* Problem set:
1. Extract every line of the records below that contains the string "Query", matching case exactly.
2. Extend the forum thread below on the WTO and violence at globalization protests, starting after its last post.

--- Document excerpt ---

So there is your choice. Your an 'emerging market'. Do you stand alone, independant and proud and suffer tarrifs on all your exports that make them uncompetative in any of the rich makets of the world OR do you get the right to buy into any market in any of the wto member states at the risk of loosing any autonomy in your own domestic markets.

The wto is a violent organisation. IT KILLS PEOPLE IN THEIR HUNDREDS OF THOUSANDS. Just cos these guys wear suits and have chaufers does nopt mean that they are not responsible for many, many deaths.

Violence, what's the point? In seattle There was a notion that countries who make up the emerging markets 'sat naked at the negotiating table' They were caught between two equally unapealing alternatives, with zero bargaining power. And then from inside the conference rooms could be heard the voice of thousands of people saying "no we do not want this, you do not do this in our mame. Now fuck off"
 
 
Jackie Susann
20:45 / 02.07.01
Yeah, yeah, I agree with what Redtara said but since s/he's resurrected the thread, I'm going to post what I've been meaning to for ages, I'm sorry if it's not clear, I'm sleepy and if I wait till I can express it perfectly I'll never get it out.

It seems that critics of so-called antiglobalisation protests are basing their opposition on the idea that the movement's goal is or should be to grow by recruiting more and more people. Violence at protests alienates potential recruits, and hence is counter-productive. But this has never been the goal of anti-corporate-globalisation protests (not to say individuals and groups within the movement don't have that goal).

The goal has been and is to increase the administrative costs of global capitalism, primarily by making it more difficult for delegates to enter the forums (either forcing cancellations or wasting valuable time) and by increasing the costs to local governments and businesses through wide-ranging and sometimes violent protests.

That is, the goal isn't to symbolically oppose the workings of capital through a show of passive resistance - in which case, objecting that violence alienates potential converts would be valid. Rather, the goal is actual, practical opposition. Given this, violence is one of the most effective tools in the anti-corporate-globalisation arsenal, and what's most surprising is how rarely it's used. And for anybody who hasn't been paying attention, it is rare - apart from tiny minorities and drunken idiots, violence at these major mobilisations has been almost exclusively initiated and monopolised by police. Genoa may be the first time a large group has approached one of these forums with specifically violent intentions; the vast majority have been governed by the twin rhetorics of "nonviolent direct action" and "tactical diversity". Given the obviously enormous sums of money the Italian state is devoting to policing the protests (including basically shutting off Genoa to keep anybody getting in or out), this tactic has been extremely effective.

[DELIBERATELY PROVOCATIVE]Everything the movement has achieved, it has achieved through violence. [/DELIBERATELY PROVOCATIVE]
 
 
Frances Farmer
23:21 / 02.07.01
Jackie, if I had a BarbeCrush list, you would've just been added to the top.

--- Record excerpts ---

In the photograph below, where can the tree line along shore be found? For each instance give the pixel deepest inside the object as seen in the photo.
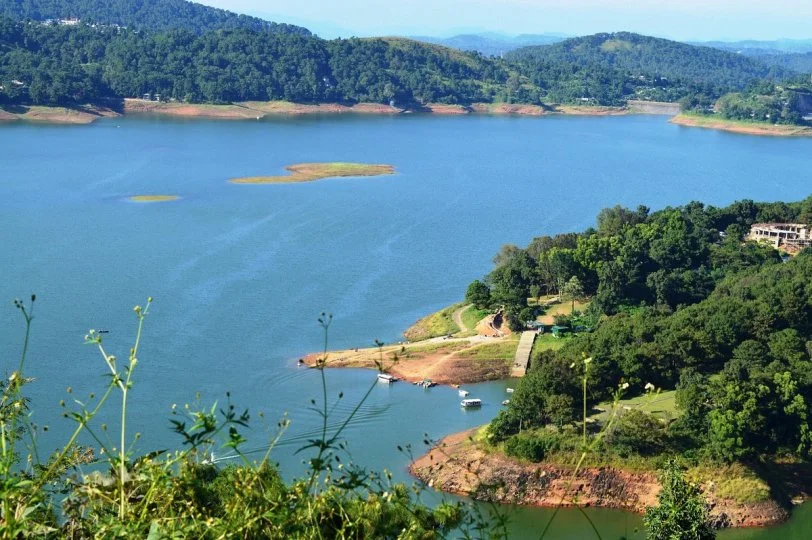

---
--- Record excerpts ---

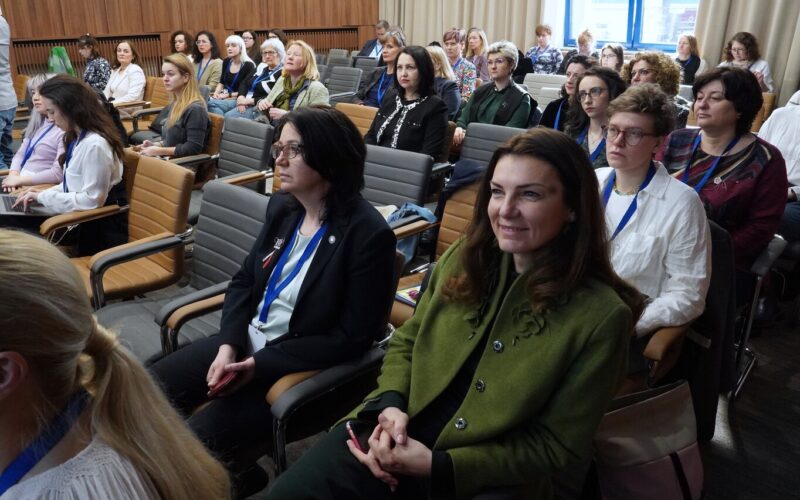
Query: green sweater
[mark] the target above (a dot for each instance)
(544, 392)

---
--- Record excerpts ---

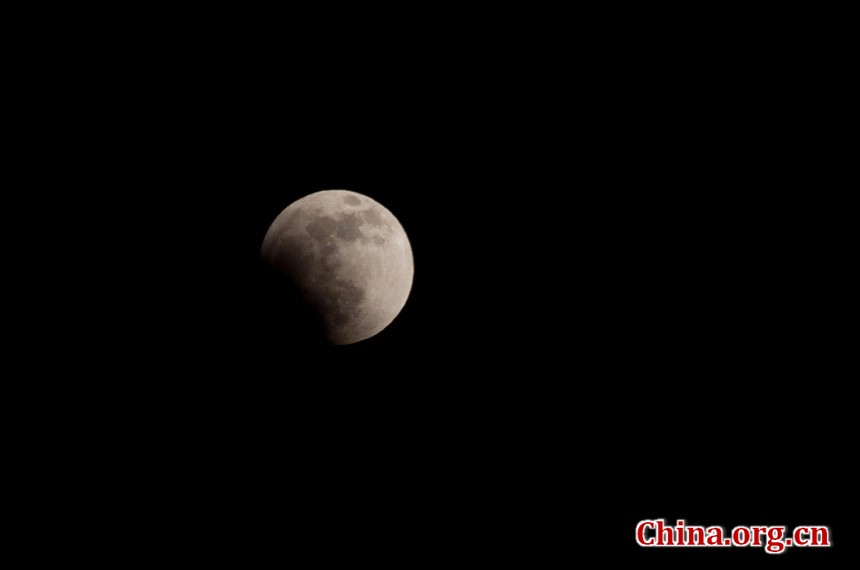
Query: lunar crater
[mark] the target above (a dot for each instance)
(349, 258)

---

* Answers for the exercise:
1.
Query: green sweater
Query: lunar crater

2.
deletia
07:32 / 03.07.01
In which case, logically, the anti-globalisation movement should be looking at assassination, bombing - real campaigns the effects of which involve far greater costs to manage than the likely costs in men and materials to the movement.

I'd like to make it clear than I am not advocating such an approach, merely pointing out its possibility.
 
 
ynh
07:50 / 03.07.01
That makes a lot of sense. After all, cops, capitalists, and politicians make their own moral choices to follow orders, exploit, pollute, and support said. There are no innocent bystanders.
 
 
Not Here Still
16:12 / 03.07.01
No-one is innocent in politics? I presume this means voters as well. And non-voters, because they allow those who do vote to get the fuckers in. Hell, kill us all and let the God none of us believe in sort us out.

Anyway, I just thought that today's Menwith Hill protest made a fucking great point in a non-violent way.
One of the most high-security military bases in Britain and how do the activists get in? They walk through the front door. I liked the quote from Greenpeace that basically said some of the activists were now 'hiding around the base.'
Playing hide-and-seek with the military-industrial complex - and getting it covered in the media?
Class piece of non-violent direct action if you ask me.
Humour - getting people to laugh about and then talk about things - often works better than violence at getting your point across, both in mainstream and underground media.

[off-topic (but discussed in the thread] - does anyone else not believe that, until technology becomes cheaper, the internet is actually excluding a lot of the people with the most to say about anti-capitalism? Wouldn't you say that the medium is weighted towards those with the cash to get a computer, as well as the spare time to use it?
 
 
Thrasher
19:01 / 03.07.01
quote: Playing hide-and-seek with the military-industrial complex - and getting it covered in the media?

oh this is fun, but what happens next, someone trys to do this kind of thing and gets shot? Don't get me wrong i'm all for peaceful protest but unfortunately the powers that be often seem to confuse peaceful
protest with agressive antagonism.
 
 
Frances Farmer
19:22 / 03.07.01
Sometimes, the price of making a point is unbalanced in compare to the progress promised by the point itself. This does not invalidate the efforts of individuals willing to make sacrifices to get things done - in fact, it will eventually serve to give weight to a movement generally perceived to be stragglers and ill-informed troublemakers.
 
 
Thrasher
19:44 / 03.07.01
Do you mean people have to die?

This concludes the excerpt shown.